■ REQUIREMENTS ■
Output the data below in full, byte for byte. Nothing may differ.

■ MATERIAL PROVIDED ■
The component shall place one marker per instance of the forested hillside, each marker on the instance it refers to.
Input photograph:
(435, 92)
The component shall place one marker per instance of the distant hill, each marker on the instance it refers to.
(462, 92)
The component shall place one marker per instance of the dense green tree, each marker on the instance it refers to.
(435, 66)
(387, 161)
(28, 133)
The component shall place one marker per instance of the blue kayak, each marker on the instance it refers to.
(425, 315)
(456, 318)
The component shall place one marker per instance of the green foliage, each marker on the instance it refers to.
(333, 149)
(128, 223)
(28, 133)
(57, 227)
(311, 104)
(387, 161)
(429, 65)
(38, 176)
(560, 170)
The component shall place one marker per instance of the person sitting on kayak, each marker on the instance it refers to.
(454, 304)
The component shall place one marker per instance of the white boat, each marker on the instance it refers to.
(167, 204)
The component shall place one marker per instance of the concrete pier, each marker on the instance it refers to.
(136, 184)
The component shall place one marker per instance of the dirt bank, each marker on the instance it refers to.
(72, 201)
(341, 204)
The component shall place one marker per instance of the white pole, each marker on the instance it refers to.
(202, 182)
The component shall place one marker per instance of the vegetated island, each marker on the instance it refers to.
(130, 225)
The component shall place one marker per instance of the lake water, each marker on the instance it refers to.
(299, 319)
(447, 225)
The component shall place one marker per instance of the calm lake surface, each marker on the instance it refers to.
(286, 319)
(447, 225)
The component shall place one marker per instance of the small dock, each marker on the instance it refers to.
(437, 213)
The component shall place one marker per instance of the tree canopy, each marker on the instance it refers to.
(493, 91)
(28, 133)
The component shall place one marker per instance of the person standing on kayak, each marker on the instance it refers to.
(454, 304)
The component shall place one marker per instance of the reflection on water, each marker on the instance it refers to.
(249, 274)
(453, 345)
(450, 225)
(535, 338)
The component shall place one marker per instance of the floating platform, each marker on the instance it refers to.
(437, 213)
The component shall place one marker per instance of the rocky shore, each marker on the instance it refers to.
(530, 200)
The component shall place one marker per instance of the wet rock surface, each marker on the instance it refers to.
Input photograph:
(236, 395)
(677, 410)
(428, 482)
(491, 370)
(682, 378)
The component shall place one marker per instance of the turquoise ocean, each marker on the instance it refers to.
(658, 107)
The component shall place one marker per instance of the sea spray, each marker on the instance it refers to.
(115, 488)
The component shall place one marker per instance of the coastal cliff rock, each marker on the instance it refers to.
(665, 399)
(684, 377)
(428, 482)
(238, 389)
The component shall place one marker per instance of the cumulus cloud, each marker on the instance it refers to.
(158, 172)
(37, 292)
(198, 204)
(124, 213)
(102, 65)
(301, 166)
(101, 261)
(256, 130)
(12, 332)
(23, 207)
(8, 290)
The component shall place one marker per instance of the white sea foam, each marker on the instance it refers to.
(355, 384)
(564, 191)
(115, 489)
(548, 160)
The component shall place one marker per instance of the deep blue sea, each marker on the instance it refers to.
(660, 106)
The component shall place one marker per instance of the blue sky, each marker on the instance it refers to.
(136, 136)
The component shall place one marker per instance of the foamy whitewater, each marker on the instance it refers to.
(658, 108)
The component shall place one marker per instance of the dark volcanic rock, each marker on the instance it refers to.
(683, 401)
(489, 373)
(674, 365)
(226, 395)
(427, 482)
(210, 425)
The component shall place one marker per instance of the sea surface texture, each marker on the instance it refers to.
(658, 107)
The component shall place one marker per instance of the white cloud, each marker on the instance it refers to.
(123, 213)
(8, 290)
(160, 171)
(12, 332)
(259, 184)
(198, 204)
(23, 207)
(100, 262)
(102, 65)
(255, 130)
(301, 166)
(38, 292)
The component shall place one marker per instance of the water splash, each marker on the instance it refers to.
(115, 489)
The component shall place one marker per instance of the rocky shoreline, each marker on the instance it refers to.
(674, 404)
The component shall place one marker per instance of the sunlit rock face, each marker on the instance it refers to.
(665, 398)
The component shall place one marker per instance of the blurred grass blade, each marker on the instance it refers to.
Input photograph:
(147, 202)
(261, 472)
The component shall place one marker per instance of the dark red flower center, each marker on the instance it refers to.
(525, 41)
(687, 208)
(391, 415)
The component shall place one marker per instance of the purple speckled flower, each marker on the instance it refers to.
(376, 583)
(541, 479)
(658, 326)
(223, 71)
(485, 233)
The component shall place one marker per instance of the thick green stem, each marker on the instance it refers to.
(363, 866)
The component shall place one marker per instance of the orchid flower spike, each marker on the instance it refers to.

■ RESPONSE BELOW ■
The component shall place one marker per instance of the forested hillside, each marker on the instance it refers to.
Input photograph:
(435, 92)
The component shall place one marker per instance of the distant hill, each marker on the instance it refers to.
(462, 92)
The component shall place one marker per instance of the dense green tree, each marker on the instance it refers to.
(435, 66)
(387, 161)
(28, 133)
The component shall place one marker per instance of the blue kayak, each marker on the instance it refers to.
(425, 315)
(456, 318)
The component shall place one marker per instance of the green foliage, each marker on the instance it refers to.
(333, 149)
(128, 223)
(28, 133)
(57, 227)
(311, 104)
(387, 161)
(429, 65)
(38, 176)
(560, 170)
The component shall place one marker per instance of the person sitting on kayak, each marker on the instance it refers to.
(454, 304)
The component shall place one marker per instance of the white boat, each marker on the instance it refers to.
(167, 204)
The component shall place one marker per instance of the concrete pier, each marker on the instance it refers to.
(136, 184)
The component shall place one marker per instance of the dirt bank, each marker on the instance it refers to.
(72, 201)
(341, 204)
The component shall place one marker per instance of the white pole, each marker on the instance it refers to.
(202, 182)
The component shall place one marker per instance of the vegetated island, each marker on the instance it refers to.
(130, 225)
The component shall place one marker per instance of the lake water, each marker on the instance it refers to.
(299, 319)
(447, 225)
The component shall place one marker per instance of the calm lake surface, each marker on the instance it refers to.
(286, 319)
(447, 225)
The component shall place one marker per instance of the small dock, each marker on the instance it refers to.
(437, 213)
The component shall place one marker per instance of the tree canopy, each marker on the instance it refers to.
(493, 91)
(28, 133)
The component shall place one marker per instance of the person standing on kayak, each marker on the instance it refers to.
(454, 304)
The component shall place one marker per instance of the reflection on water, each marker on the instance it refers to.
(249, 274)
(453, 345)
(450, 225)
(535, 338)
The component shall place one marker per instance of the floating platform, each marker on the instance it refers to.
(437, 213)
The component shall place one marker per instance of the rocky shore, each marker on the instance it refers to.
(530, 200)
The component shall place one marker per instance of the wet rock surface, each marker on the instance it refers to.
Input photograph:
(236, 395)
(677, 410)
(428, 482)
(491, 370)
(682, 378)
The component shall place one marker per instance of the turquoise ocean, each marker on the instance it refers to.
(658, 107)
The component shall place one marker per instance of the sea spray, each marker on the instance it refers to.
(115, 488)
The component shall place one marker per instance of the coastal cliff rock, each marker on the instance it refers to.
(665, 399)
(684, 377)
(428, 482)
(238, 389)
The component shall place one marker per instance of the cumulus cloud, each marker on the instance it refers to.
(158, 172)
(37, 292)
(198, 204)
(124, 213)
(102, 65)
(301, 166)
(101, 261)
(256, 130)
(12, 332)
(23, 207)
(8, 290)
The component shall place one marker per instance of the white sea foam, each marker on the instance it refers to.
(355, 384)
(564, 191)
(115, 489)
(548, 160)
The component shall place one marker per instance of the deep blue sea, each marker on the instance it refers to.
(660, 106)
The component shall place one marker per instance of the blue sky, each marker on the instance it refers to.
(136, 136)
The component shall place one marker per instance of the foamy whitewater, each marker on the instance it refers to.
(658, 108)
The component shall place one marker per instance of the dark volcanic rock, each marker on the instance it refers to.
(683, 401)
(489, 373)
(674, 365)
(226, 395)
(427, 482)
(210, 425)
The component shall place one marker per instance of the sea surface texture, each marker on the instance it refers to.
(658, 107)
The component shall place one marker per instance of the white cloud, each marker on the instance it refers to.
(123, 213)
(8, 290)
(160, 171)
(12, 332)
(259, 184)
(198, 204)
(23, 207)
(100, 262)
(102, 65)
(255, 130)
(301, 166)
(38, 292)
The component shall place one marker per instance of the water splash, each marker on the instance it refers to.
(115, 489)
The component shall place one marker per instance of the rocky shoreline, each marker on the instance it refers to.
(674, 404)
The component shall place one marker per instance of the sunlit rock face, each marker on the instance it refers to.
(665, 398)
The component shall place one marker per instance of the blurred grass blade, each marker on the instance it refers to.
Input photograph:
(147, 202)
(261, 472)
The component shall place one marker per instance of the dark red flower center, each marker on the instance it refers to.
(525, 41)
(687, 208)
(391, 415)
The component shall place one marker per instance of the purple speckled flower, each marker on the instance it refers to.
(376, 583)
(541, 479)
(658, 326)
(223, 71)
(485, 233)
The component shall place one marker per instance of the thick green stem, each marker on the instance it refers to.
(363, 866)
The component shall place one marker per instance of the orchid flower spike, each marker on the instance it refers to.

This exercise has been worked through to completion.